- Opdracht: Kun je de tekst hieronder over BIOS-instellingen voortzetten, te beginnen na de laatste zin ervan?

- Tekstfragment:
USB keyboard support via (OS/BIOS): ondersteuning van een USB-toetsenbord, via het besturingssysteem of via het BIOS.
Onboard IDE (1)/(2) controller (enabled/disabled): let op, er worden weer twee opties tegelijkertijd behandeld. Het aanschakelen van de primaire/secundaire IDE-controller. Het kan bijvoorbeeld zijn dat u een aparte IDE-controller aanschaft, omdat deze meer mogelijkheden biedt. U hebt hier nu de mogelijkheid om de ingebouwde controller uit te schakelen. U kunt dan de volgende zaken instellen: master (drive)/(slave) mode (auto; pio-1; pio-2; pio-3; pio-4): let op, 2 opties. De mode waarop uw master/slave drive draait. Bij de huidige generatie E-IDE schijven zal dit vrijwel altijd PIO mode 4 zijn, Programmed Input Output mode 4. Dit maakt een datatransfer mogelijk van ruim 16 MB per seconde. Bij sommige moederborden zal ook PIO-5 vermeld staan: deze optie heeft daarentegen niets te maken met Ultra DMA protocol, maar is ooit eens ingevoerd door een fabrikant, zonder dat het ooit wat is geworden. Het Ultra DMA protocol kan softwarematig geactiveerd worden. U kunt ook auto selecteren voor de master of slave mode, dan zal het BIOS zelf de mode uitzoeken. Onboard USB Assigned IRQ (enabled/disabled): toekennen van een IRQ aan de USB bus.
On board FDD controller (enabled/disabled): de floppy controller aanschakelen (enabled), of uitschakelen (disabled). Uiteraard neemt u de eerstgenoemde optie. Onboard serial port: het toekennen van een adres en een IRQ aan de eerste COM-poort. Er is een heel rijtje met mogelijkheden; u kunt hier het best niet aan sleutelen, maar gewoon de standaard-waarde aanhouden. Onboard serial port 2: het toekennen van een adres en een IRQ aan de tweede COM poort. Onboard IR function (enabled/disabled): de infrarood functie op uw moederbord inschakelen. Vervolgens kunt u nog een tweetal opties instellen.
Onboard parallel port (disabled/IRQ5/IRQ7): het toekennen van een IRQ aan de printerpoort LPT 1. Normaal gesproken IRQ7; u kunt hier er echter ook voor kiezen om de printerpoort geheel uit te schakelen (disabled). Als u voor een IRQ heeft gekozen, dan kunt u vervolgens het volgende instellen: Parallel port mode (EPP; ECP; EPP+ECP; SPP): de parallelle poort mode. De normale mode (SPP), de Enhanced Parallel Port (EPP) die voornamelijk voor bijvoorbeeld aangesloten tape drives en scanners wordt gebruikt, of de Enhanced Capability Port(ECP) die voornamelijk door printers wordt gebruikt als die het ondersteunen. De laatste twee mogelijkheden hebben als kenmerk dat ze twee richtingen op kunnen werken: er kan data van de computer naar de aangesloten tape drive, maar er kan tegelijkertijd data van de tape drive naar de computer. Dit werkt vele malen sneller. ECP mode used DMA (DMA kanaal): het instellen van een DMA-kanaal voor de printerpoort. Uiteraard alleen als u de ECP mode heeft gekozen. EPP mode select (EPP1.7/EPP1.9): er zijn twee typen EPP modes mogelijk: 1.7 en 1.9. Dit is afhankelijk van uw printer. Load BIOS defaults Deze optie laadt de standaard waarden in het BIOS; erg handig als u zaken in het BIOS heeft gewijzigd en de computer blijkt niet naar behoren te functioneren. Load SETUP defaults Deze optie haalt het maximale uit uw systeem door de BIOS waarden te laden die de hoogst mogelijke systeem performance geven.

- Datasetitems:
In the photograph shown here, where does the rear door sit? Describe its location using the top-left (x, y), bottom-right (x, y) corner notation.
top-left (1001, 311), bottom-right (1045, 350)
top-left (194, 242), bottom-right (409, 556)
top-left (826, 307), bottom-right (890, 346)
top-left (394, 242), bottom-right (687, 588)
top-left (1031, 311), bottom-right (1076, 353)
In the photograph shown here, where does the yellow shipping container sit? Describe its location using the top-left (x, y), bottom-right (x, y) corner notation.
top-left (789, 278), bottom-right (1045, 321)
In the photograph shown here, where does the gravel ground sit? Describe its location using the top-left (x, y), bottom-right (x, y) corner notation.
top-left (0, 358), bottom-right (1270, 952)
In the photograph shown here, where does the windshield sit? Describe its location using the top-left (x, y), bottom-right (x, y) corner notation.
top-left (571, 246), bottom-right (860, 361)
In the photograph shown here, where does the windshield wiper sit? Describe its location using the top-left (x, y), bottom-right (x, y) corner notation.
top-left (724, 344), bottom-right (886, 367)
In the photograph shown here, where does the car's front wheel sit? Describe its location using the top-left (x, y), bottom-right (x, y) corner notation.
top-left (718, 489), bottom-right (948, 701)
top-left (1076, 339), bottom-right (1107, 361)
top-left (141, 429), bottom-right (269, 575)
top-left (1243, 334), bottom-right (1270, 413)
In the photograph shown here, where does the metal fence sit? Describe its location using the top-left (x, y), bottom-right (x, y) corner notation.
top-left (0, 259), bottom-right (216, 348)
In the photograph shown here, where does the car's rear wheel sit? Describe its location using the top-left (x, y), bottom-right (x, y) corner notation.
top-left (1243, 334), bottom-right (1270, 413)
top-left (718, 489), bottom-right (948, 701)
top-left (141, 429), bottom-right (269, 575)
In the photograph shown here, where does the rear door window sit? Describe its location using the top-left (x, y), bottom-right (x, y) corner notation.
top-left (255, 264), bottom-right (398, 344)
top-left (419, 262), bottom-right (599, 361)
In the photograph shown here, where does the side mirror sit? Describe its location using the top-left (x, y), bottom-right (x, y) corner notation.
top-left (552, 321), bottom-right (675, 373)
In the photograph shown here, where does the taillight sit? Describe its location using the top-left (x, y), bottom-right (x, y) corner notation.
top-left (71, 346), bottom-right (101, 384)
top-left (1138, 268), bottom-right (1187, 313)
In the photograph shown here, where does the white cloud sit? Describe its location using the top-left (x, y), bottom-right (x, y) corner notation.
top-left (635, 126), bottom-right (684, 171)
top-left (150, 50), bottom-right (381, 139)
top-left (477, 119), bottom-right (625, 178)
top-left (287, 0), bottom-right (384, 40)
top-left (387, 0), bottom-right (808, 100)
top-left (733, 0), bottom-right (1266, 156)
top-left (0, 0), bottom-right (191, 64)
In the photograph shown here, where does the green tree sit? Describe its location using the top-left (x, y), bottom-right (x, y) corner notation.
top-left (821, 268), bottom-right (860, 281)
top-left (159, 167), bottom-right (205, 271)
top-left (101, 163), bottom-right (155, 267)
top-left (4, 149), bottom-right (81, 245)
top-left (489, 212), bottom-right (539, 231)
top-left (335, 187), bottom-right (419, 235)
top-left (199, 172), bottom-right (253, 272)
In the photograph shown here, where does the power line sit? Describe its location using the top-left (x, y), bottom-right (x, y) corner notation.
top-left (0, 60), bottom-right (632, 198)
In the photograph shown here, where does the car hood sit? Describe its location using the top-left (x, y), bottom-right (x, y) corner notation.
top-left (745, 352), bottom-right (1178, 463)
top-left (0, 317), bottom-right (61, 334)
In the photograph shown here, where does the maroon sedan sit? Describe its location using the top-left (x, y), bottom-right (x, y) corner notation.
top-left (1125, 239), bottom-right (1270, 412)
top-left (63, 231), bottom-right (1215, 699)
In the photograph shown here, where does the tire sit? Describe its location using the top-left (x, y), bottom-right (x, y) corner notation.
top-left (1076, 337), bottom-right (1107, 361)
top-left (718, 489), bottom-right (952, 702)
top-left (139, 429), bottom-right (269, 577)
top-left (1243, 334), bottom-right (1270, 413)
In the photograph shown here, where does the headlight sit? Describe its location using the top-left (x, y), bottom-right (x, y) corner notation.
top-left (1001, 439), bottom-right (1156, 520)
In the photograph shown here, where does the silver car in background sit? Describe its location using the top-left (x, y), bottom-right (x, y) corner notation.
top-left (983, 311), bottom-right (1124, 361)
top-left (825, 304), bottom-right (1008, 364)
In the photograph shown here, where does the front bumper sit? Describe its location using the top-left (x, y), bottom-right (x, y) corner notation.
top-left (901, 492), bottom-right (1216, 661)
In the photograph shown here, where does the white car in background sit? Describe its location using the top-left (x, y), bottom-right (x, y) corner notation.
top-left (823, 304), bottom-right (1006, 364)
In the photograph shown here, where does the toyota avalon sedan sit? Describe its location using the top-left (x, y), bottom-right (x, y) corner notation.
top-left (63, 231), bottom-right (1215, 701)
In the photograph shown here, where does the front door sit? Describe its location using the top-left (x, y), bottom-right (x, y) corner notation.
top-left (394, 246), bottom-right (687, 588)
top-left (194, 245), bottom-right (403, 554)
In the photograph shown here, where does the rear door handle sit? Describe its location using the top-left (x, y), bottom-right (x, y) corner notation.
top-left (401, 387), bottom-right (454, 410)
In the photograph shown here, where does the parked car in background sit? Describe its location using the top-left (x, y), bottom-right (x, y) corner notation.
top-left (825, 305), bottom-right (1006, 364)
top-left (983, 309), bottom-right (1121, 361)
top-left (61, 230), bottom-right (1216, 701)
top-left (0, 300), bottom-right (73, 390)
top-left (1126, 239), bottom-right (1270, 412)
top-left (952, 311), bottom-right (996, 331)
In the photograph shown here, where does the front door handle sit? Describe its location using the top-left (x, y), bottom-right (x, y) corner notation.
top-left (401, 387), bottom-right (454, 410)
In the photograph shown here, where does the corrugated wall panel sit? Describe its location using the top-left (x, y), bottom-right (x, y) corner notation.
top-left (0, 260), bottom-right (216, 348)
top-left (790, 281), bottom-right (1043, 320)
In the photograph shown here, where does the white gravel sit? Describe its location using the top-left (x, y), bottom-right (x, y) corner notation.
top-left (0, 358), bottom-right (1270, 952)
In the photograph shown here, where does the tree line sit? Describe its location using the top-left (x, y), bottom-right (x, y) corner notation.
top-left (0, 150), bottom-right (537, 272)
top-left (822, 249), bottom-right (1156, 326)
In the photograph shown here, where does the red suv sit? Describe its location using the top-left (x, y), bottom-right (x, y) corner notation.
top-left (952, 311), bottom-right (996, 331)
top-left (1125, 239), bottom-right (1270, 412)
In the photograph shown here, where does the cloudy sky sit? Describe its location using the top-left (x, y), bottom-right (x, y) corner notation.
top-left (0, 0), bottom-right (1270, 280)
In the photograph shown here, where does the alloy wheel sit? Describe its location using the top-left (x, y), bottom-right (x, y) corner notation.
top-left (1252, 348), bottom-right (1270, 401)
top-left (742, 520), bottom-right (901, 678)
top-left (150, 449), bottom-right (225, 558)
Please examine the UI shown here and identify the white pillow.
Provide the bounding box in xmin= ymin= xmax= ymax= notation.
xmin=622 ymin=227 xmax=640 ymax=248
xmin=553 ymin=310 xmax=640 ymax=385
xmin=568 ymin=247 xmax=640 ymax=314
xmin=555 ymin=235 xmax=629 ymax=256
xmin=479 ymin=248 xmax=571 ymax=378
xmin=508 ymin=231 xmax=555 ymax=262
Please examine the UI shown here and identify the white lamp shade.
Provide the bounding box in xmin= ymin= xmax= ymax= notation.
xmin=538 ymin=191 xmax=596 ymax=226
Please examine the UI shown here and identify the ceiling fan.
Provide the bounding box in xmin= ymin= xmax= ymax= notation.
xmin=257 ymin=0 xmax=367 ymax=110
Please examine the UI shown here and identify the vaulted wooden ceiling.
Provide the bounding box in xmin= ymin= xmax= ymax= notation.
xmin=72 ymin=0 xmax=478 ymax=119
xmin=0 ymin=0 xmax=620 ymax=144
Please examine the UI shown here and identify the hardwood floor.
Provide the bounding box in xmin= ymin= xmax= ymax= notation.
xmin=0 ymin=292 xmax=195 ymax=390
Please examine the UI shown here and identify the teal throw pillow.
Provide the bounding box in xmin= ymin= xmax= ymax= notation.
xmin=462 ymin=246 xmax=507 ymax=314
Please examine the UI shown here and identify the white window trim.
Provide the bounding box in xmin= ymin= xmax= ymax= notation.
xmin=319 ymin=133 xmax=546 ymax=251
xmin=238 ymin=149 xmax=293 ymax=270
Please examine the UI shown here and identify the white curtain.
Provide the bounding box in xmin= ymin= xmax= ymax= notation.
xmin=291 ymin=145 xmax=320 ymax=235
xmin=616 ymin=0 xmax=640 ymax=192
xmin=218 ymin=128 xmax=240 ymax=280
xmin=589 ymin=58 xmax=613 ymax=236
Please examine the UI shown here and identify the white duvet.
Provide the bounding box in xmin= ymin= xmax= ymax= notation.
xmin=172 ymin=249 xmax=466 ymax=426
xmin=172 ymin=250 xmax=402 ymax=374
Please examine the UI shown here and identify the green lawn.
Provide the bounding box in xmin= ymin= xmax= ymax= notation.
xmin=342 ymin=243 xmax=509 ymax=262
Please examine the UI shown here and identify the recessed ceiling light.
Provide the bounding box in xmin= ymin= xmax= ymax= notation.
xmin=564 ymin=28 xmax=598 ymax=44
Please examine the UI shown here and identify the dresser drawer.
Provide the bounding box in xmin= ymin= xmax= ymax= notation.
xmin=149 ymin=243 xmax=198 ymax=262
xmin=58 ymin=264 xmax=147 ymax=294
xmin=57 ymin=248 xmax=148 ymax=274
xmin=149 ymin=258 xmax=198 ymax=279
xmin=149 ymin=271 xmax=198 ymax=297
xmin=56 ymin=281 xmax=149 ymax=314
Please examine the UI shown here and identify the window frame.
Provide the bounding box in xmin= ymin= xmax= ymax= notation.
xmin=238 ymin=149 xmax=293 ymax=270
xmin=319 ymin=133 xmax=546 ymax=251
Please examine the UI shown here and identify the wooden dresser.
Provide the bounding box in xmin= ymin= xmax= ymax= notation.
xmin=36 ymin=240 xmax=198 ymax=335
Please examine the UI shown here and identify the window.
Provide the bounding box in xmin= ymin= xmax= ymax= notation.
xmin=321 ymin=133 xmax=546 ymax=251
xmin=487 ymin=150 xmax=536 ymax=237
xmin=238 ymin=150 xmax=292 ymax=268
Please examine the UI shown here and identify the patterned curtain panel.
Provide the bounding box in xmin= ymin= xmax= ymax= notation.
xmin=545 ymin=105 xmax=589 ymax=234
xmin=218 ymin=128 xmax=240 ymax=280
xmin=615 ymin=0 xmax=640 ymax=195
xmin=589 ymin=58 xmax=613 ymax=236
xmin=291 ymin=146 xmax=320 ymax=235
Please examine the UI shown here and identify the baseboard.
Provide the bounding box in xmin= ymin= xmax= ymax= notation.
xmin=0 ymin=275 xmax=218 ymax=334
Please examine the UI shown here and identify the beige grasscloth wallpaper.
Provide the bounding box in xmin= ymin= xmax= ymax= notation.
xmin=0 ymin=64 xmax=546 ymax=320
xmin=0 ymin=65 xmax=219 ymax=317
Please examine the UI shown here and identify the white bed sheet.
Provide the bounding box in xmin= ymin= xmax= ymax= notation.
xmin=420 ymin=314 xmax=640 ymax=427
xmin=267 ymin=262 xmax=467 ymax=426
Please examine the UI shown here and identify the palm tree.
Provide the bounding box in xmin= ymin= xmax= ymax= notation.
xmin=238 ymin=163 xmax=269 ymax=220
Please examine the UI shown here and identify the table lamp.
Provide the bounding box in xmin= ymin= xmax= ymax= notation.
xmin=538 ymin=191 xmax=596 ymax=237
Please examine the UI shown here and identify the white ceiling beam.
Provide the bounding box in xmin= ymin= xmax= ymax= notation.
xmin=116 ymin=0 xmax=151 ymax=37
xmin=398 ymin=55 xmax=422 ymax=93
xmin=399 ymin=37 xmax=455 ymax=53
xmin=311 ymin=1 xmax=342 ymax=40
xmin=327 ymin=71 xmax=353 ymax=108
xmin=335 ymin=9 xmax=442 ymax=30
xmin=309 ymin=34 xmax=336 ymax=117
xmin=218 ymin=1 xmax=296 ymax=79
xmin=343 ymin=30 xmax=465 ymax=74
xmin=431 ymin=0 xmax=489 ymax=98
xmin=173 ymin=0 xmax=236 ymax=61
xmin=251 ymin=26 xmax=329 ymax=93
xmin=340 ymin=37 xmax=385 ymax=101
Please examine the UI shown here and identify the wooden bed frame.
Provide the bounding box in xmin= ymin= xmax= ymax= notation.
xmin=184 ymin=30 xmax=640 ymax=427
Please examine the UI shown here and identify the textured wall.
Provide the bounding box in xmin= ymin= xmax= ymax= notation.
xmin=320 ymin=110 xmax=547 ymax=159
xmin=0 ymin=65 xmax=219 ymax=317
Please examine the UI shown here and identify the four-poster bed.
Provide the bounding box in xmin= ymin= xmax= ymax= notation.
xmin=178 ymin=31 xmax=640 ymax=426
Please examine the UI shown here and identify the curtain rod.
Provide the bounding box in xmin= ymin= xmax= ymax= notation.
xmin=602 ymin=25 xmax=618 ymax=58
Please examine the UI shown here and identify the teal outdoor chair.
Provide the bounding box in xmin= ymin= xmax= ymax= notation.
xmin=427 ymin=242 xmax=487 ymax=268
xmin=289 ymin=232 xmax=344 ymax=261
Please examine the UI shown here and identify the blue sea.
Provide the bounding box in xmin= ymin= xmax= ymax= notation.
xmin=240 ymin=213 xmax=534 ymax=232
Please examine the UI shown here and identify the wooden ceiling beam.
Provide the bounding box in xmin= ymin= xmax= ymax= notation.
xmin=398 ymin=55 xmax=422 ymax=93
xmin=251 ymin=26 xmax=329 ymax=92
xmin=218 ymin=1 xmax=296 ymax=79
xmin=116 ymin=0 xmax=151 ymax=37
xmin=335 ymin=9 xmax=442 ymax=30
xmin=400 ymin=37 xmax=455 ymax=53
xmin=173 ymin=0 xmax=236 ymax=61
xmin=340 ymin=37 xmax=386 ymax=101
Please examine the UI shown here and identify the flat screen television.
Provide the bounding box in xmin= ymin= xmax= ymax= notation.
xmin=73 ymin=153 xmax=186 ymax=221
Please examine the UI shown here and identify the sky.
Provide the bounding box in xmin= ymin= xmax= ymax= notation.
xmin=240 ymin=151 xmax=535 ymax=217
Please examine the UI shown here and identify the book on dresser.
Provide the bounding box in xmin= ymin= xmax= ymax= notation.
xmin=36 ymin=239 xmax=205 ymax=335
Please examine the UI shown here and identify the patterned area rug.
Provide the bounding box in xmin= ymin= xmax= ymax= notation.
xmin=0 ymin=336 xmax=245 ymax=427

- Uitgewerkte opgave:
Password setting U kunt een password instellen voor toegang tot het complete systeem of voor toegang tot alleen het BIOS. Na selectie van deze optie zal het systeem vragen of u het door u gewenste password in wilt typen (Enter password) en vervolgens om het te bevestigen (Confirm password). Hebt u een password ingesteld en wilt u er van af, ga dan in het BIOS opnieuw naar de password setting optie en geef alleen een enter; als het systeem om een password vraagt. IDE harddisk detection Heeft u een nieuwe schijf in uw systeem, dan moet dit in het BIOS worden ingesteld. Dit kunt u handmatig doen door in de Standard CMOS setup bij de harde schijven type 47 te selecteren en de juiste waarden op te geven. Maar u kunt het ook doen door middel van de IDE harddisk detection optie. Als u deze optie selecteert worden automatisch alle typen harde schijven in uw systeem herkend: primaire master en slave schijven en secundaire master en slave schijven. Na bevestiging worden alsnog de juiste waarden (maar nu door de utility) ingevuld in de Standard CMOS setup.
Save & exit setup Duidelijker kan het haast niet: als u deze optie selecteert kunt u het BIOS verlaten en tevens de door u gemaakte wijzigingen opslaan. Exit without saving Bij selectie van deze optie verlaat u het BIOS zonder dat u uw wijzigingen opslaat. Kan erg handig zijn als u niet meer zeker weet wat u nu wel en wat u nu niet gewijzigd heeft.
Conclusie Als u met uw BIOS aan de gang gaat, zorg er dan altijd voor dat u uw oude instellingen ergens opschrijft. Mocht er iets mis gaan, dan kunt u altijd de oude configuratie oproepen. Bent u toch aan het optimaliseren geweest en er gaat wat mis zonder dat u de oude instellingen nog heeft, probeer dan Load BIOS defaults of de Load SETUP defaults in het BIOS. Deze geven respectievelijk de standaardwaarden en de waarden die de maximale performance uit uw systeem halen.